◆ **Problem to work on**:
Please answer these three questions using the review of No Time to Spare below.
1. In what year did Le Guin begin writing her blog?
2. What is the name of her cat?
3. Which novel does she put forward as a candidate for the Great American Novel?

◆ **Source**:
##############################

Gary K. Wolfe Reviews No Time to Spare: Thinking about What Matters by Ursula K. Le Guin

Locus Magazine, Science Fiction FantasyNo Time to Spare: Thinking about What Matters, Ursula K. Le Guin (Houghton Mifflin Harcourt 978-1-328-66159-3, $22.00, 218pp, hc) December 2017.

Has the SF arena ever produced a more widely respected public intellectual than Ursula K. Le Guin? Back in the days of the space race, Asimov, Heinlein, or Bradbury would occasionally get hauled before the TV cameras to celebrate all the SFnal dreams that were about to come true (but most didn’t), and even today prominent writers get interviewed for think-pieces about climate change or dystopias, but for the most part the focus is limited to a few familiar SF themes that seem to be echoed in the news. Le Guin doesn’t pass herself off as an expert on such things, and she doesn’t need to: her clarity of thought and expression, both in fiction and nonfiction, have earned her respect simply as a writer, and not just of SF or fantasy. The latest evidence of this is No Time to Spare, a collection of short essays originally published on the blog that she hesitantly began writing in 2010. They touch upon SF and fantasy mostly only in passing, but they are a delight to read solely on the basis of wit, temperament, style, and ideas – even as the topics range from getting old, to answering fan mail from kids, to the adventures of her cat named Pard (I know, cat tales are the mother of all internet memes, but Le Guin manages to be both fresh and funny, even suggesting insights on the current state of the “human/animal interface”).

But “The Annals of Pard” serve mostly as entertaining intermissions between the four major sections of the collection, “Going over Eighty”, “The Lit Biz”, “Trying to Make Sense of It”, and “Rewards”, the latter of which is something of a catch-all ranging from a discussion modern compos­ers like Philip Glass and John Luther Adams to vari­ous encounters with animals (a lynx, a rattlesnake) to a very touching tribute to her longtime friend and assistant Delores Pander. “The Lit Biz” may be of greatest interest to readers of this magazine, and it begins with a very funny screed on how overuse in film and literature has all but drained terms like “fucking” and “shit” of their linguistic power (“I mean they don’t seem to have any adjective to describe fucking except fucking even when they’re fucking fucking“). Later on, though, she almost offhandedly offers stunning insights about various types of literature. A piece on Homer, for example, suggests that “his two books are the two basic fan­tasy stories: the War and the Journey.” She takes on the rather worn-out idea of the Great American Novel, pointing out that, basically, who cares? – but then rather surprisingly offers up The Grapes of Wrath as a candidate (while pointing out that Steinbeck was the uncle of a close childhood friend).

##############################

◆ **Data listing**:
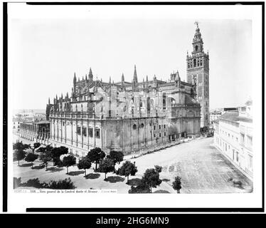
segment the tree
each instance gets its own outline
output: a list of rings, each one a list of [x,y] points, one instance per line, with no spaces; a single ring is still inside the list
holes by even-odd
[[[181,187],[181,177],[177,176],[174,178],[174,181],[172,183],[173,188],[176,190],[177,193],[180,193]]]
[[[48,162],[51,161],[53,160],[53,155],[50,151],[47,151],[46,152],[42,152],[40,155],[40,160],[46,164],[46,170],[47,170],[47,166],[48,165]]]
[[[85,176],[86,176],[86,170],[90,169],[92,166],[92,162],[87,157],[85,157],[83,159],[80,160],[78,164],[78,167],[79,170],[84,170]]]
[[[157,185],[159,185],[161,183],[161,180],[159,178],[159,174],[155,169],[146,170],[142,180],[149,186],[151,193],[152,187],[156,187]]]
[[[51,150],[51,152],[53,155],[53,165],[56,165],[59,163],[60,157],[68,152],[68,148],[63,146],[60,147],[53,147]]]
[[[118,162],[120,163],[124,159],[124,154],[122,151],[111,151],[110,153],[107,156],[107,157],[110,158],[113,161],[114,164],[114,172],[115,172],[115,164]]]
[[[27,162],[31,162],[31,168],[33,167],[33,162],[38,158],[38,155],[34,155],[33,153],[30,152],[25,157],[25,160]]]
[[[46,148],[46,151],[52,151],[53,147],[51,145],[46,145],[46,147],[45,148]]]
[[[22,150],[28,149],[31,147],[30,144],[23,144],[22,142],[18,142],[13,144],[13,150]]]
[[[107,158],[107,157],[105,158],[102,162],[100,164],[99,170],[100,170],[100,172],[105,172],[105,180],[106,174],[113,170],[113,160],[110,158]]]
[[[101,148],[95,147],[87,152],[87,157],[92,162],[95,162],[95,170],[97,171],[97,164],[105,157],[105,153]]]
[[[37,152],[46,152],[46,147],[40,147],[38,150],[36,150]]]
[[[159,165],[154,165],[154,167],[155,167],[155,170],[157,171],[158,172],[161,172],[161,170],[163,169],[163,167]]]
[[[39,147],[40,146],[41,146],[41,143],[40,142],[34,142],[33,143],[33,149],[32,150],[32,152],[33,152],[33,154],[34,154],[35,149]]]
[[[142,180],[136,187],[132,186],[129,190],[129,193],[149,193],[149,186]]]
[[[46,185],[47,185],[47,188],[53,190],[74,190],[76,187],[70,177],[58,181],[50,180],[49,183]]]
[[[68,174],[68,167],[70,166],[74,165],[75,164],[75,157],[72,155],[65,156],[63,158],[63,165],[67,167],[66,174]]]
[[[14,155],[16,156],[16,160],[18,161],[19,166],[19,161],[26,157],[26,152],[22,149],[16,150]]]
[[[137,172],[137,168],[134,164],[129,161],[125,161],[122,167],[119,169],[119,175],[127,177],[127,182],[129,182],[129,177],[131,175],[134,176]]]

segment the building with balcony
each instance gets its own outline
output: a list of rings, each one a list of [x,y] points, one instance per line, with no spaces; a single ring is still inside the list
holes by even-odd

##############################

◆ **The output**:
1. 2010
2. Pard
3. The Grapes of Wrath